◆ **Prompt**
Among the entries below, take the line with "of the windshield" and the line with "the blue rag", and output them and every line between them exactly, with nothing else.

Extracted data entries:
▬▬▬

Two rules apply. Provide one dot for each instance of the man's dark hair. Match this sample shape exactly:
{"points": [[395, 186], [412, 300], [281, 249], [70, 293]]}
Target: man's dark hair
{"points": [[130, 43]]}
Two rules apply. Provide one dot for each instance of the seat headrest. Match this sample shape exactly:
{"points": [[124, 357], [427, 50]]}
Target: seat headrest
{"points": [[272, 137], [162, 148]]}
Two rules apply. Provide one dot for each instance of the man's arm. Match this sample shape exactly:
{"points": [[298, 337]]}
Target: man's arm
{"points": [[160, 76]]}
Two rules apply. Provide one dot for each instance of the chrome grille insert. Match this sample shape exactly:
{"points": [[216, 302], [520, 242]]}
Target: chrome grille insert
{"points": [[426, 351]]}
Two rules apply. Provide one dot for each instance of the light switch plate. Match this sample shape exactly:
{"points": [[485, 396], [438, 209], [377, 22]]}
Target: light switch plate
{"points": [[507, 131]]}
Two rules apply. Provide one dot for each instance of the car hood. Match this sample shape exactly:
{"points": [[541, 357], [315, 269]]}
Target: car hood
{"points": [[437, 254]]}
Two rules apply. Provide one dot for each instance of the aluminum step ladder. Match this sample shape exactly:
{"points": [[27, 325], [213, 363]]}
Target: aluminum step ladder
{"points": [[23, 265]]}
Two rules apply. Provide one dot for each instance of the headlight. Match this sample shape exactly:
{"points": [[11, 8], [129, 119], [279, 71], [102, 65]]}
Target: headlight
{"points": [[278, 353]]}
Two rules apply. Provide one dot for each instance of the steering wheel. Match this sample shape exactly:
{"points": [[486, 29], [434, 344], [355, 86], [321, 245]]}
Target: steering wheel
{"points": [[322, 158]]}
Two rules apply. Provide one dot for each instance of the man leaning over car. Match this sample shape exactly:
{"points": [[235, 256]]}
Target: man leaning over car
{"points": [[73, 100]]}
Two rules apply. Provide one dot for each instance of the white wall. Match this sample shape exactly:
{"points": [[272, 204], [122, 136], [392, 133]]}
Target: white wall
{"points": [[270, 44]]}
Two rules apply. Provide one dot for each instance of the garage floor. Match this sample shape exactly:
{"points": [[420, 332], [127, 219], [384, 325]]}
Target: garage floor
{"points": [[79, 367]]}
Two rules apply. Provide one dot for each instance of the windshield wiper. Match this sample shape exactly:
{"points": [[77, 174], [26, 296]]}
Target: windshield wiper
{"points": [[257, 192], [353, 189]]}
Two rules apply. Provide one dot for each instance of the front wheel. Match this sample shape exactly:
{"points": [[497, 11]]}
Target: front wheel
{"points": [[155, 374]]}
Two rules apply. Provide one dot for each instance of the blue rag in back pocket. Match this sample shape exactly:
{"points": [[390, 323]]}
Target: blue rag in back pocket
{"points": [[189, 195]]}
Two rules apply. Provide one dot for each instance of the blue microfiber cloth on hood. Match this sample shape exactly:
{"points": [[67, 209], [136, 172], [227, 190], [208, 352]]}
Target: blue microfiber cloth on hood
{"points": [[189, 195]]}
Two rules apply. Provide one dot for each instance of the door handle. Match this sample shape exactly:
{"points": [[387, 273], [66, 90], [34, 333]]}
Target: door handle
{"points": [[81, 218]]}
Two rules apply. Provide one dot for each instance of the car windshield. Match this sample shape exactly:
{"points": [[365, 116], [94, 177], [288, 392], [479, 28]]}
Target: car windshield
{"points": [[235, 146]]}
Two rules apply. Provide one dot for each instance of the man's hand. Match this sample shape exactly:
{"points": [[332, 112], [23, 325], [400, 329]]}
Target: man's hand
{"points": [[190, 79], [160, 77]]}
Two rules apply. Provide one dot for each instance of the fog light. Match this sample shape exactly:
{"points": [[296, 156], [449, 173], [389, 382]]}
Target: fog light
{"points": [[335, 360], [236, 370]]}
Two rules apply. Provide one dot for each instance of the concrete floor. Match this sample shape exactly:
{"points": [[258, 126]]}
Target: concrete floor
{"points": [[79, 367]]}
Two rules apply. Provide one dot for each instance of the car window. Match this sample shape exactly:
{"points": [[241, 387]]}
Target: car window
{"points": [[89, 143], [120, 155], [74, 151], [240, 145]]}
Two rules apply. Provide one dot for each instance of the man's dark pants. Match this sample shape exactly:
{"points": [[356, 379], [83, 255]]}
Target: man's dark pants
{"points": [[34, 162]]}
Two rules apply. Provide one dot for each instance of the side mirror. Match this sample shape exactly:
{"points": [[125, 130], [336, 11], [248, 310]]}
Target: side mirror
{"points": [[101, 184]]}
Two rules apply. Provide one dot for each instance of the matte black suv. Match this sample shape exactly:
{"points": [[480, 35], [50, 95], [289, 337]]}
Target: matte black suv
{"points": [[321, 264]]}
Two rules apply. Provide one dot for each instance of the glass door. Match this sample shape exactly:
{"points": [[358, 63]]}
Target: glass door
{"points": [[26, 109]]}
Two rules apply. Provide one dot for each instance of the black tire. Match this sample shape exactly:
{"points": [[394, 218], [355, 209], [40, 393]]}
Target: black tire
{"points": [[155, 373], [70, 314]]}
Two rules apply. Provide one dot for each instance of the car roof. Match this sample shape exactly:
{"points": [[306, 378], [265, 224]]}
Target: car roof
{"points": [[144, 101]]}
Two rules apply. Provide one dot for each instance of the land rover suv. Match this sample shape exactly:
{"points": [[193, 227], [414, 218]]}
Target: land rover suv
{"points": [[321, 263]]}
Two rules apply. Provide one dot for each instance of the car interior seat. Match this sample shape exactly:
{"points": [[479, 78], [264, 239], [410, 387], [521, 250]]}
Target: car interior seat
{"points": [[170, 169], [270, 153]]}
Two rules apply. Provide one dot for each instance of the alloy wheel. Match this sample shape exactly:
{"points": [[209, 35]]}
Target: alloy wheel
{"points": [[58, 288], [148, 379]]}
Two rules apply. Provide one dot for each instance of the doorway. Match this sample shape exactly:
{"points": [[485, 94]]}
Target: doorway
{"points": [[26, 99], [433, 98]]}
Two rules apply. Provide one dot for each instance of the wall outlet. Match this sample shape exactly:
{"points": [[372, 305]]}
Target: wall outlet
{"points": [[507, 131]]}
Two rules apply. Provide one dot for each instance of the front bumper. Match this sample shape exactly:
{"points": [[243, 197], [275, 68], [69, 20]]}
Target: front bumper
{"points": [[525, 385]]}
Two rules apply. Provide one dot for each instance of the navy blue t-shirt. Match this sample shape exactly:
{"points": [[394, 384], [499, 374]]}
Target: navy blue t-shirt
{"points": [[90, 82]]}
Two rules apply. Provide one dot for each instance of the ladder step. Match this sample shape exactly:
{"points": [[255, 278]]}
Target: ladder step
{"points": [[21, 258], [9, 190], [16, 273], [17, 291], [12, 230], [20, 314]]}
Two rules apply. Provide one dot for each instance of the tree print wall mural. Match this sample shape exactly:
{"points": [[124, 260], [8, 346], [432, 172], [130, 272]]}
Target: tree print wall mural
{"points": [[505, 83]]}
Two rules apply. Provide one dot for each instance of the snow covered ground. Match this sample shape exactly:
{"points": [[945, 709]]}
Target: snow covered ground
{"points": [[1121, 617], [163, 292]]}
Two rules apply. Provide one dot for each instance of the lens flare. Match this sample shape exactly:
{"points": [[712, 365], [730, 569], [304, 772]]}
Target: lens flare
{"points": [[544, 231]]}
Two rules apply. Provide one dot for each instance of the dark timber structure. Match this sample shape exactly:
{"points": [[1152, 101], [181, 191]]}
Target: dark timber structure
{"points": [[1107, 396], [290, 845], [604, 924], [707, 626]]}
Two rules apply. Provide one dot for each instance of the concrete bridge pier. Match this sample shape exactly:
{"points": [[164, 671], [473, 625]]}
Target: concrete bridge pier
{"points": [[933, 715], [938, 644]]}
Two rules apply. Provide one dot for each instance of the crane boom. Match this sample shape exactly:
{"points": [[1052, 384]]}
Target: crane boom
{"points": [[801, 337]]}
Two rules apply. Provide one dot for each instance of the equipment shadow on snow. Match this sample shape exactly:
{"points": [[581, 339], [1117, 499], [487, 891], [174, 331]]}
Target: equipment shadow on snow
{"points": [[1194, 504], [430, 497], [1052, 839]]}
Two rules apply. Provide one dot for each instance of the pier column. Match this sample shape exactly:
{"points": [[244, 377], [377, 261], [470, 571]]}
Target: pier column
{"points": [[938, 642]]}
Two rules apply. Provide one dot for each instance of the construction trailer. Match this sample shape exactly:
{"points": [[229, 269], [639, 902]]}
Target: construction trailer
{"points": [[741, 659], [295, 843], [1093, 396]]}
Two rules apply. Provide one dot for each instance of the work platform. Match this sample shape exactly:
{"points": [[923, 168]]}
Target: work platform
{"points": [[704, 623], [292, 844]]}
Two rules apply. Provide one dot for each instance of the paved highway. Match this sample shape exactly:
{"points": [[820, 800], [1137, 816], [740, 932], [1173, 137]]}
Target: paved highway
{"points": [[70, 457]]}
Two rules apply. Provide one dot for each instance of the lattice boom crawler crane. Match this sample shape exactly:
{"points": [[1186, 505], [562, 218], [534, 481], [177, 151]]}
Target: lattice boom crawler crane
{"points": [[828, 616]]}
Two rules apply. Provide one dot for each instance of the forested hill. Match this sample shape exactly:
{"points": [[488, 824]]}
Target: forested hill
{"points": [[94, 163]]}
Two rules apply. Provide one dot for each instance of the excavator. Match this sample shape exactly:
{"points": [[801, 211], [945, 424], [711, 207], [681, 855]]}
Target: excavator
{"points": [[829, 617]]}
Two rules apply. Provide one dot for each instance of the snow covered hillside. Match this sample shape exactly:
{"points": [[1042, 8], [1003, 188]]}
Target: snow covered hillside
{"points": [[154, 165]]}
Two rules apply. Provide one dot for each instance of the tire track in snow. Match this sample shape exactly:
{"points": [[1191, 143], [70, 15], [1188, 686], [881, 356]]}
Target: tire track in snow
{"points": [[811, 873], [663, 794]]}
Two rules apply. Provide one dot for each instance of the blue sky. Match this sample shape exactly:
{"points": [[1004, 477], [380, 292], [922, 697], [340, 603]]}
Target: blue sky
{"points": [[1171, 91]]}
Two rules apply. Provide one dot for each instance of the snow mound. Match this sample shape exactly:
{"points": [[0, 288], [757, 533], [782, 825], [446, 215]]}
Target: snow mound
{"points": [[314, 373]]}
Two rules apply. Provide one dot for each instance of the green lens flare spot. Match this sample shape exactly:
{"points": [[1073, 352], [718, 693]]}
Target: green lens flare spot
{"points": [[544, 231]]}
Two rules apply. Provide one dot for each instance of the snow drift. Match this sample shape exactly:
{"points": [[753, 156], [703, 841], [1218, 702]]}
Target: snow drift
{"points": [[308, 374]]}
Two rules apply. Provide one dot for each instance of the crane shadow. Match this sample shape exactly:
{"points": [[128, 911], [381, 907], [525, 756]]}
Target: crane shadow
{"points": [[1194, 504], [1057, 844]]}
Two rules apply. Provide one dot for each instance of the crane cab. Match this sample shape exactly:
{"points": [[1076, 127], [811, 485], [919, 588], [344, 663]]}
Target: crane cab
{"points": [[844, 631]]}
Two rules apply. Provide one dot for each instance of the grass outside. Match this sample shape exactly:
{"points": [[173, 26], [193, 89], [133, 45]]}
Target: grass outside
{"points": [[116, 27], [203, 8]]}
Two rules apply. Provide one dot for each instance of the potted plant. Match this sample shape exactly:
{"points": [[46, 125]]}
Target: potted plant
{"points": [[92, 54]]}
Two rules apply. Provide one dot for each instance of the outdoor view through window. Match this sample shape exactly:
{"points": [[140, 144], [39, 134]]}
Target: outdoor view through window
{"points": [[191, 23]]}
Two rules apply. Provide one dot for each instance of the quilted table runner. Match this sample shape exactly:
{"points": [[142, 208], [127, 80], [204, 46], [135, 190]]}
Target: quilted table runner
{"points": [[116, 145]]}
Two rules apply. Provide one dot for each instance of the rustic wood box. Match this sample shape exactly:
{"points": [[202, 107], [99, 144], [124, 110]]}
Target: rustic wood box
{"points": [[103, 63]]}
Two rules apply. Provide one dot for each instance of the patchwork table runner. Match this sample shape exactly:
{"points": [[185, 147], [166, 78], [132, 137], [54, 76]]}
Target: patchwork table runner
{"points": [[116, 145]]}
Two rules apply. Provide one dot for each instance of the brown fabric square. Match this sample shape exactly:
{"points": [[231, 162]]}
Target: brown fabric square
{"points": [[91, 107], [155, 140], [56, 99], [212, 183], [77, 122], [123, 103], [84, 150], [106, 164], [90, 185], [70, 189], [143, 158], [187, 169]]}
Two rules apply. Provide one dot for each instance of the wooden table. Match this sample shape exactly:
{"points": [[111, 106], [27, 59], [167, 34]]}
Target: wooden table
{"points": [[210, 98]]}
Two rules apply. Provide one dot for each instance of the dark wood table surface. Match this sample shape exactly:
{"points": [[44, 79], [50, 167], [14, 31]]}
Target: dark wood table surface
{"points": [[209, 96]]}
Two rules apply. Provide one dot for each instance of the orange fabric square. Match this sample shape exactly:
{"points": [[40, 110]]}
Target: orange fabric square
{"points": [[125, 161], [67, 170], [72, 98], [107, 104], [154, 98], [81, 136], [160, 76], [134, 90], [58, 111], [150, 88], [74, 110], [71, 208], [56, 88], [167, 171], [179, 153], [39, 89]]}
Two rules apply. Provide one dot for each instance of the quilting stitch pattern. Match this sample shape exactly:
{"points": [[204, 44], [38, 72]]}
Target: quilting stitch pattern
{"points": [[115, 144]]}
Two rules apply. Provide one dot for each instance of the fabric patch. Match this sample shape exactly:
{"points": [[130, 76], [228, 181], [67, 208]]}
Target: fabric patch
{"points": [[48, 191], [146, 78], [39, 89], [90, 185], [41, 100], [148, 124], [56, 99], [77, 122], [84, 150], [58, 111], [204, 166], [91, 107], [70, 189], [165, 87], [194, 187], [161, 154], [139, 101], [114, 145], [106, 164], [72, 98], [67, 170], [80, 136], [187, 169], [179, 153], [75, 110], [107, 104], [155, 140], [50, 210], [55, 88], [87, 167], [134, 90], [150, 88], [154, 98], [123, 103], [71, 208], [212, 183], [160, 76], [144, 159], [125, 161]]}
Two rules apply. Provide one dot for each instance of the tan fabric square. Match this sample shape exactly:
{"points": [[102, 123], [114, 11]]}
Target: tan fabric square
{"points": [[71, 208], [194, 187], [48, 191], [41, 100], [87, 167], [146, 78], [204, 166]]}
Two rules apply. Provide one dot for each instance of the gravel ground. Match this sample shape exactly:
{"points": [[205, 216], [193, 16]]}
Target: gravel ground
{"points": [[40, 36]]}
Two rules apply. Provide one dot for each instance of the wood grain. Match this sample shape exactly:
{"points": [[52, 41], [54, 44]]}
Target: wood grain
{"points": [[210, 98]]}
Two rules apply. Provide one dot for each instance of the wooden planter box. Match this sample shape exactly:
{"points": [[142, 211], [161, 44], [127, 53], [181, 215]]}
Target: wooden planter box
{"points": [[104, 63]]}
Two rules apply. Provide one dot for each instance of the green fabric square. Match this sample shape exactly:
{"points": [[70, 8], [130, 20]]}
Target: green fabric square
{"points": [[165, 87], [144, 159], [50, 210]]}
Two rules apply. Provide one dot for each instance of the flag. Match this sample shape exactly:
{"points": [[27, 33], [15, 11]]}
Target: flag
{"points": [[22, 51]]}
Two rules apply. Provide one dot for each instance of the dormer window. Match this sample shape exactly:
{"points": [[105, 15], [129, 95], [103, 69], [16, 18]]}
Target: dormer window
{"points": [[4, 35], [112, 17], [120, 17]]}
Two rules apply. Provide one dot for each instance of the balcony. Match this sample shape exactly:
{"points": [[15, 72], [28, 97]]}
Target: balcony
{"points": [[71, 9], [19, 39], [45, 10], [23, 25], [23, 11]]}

▬▬▬

◆ **Task response**
Two rules apply. Provide one dot for each instance of the windshield wiper. Match this sample shape exactly:
{"points": [[77, 174], [26, 296]]}
Target: windshield wiper
{"points": [[257, 192], [353, 189]]}
Two rules apply. Provide one dot for each instance of the front wheel. Match this sample shape exactly:
{"points": [[497, 11]]}
Target: front wheel
{"points": [[155, 374]]}
Two rules apply. Provide one dot for each instance of the blue rag in back pocket. Match this sample shape exactly:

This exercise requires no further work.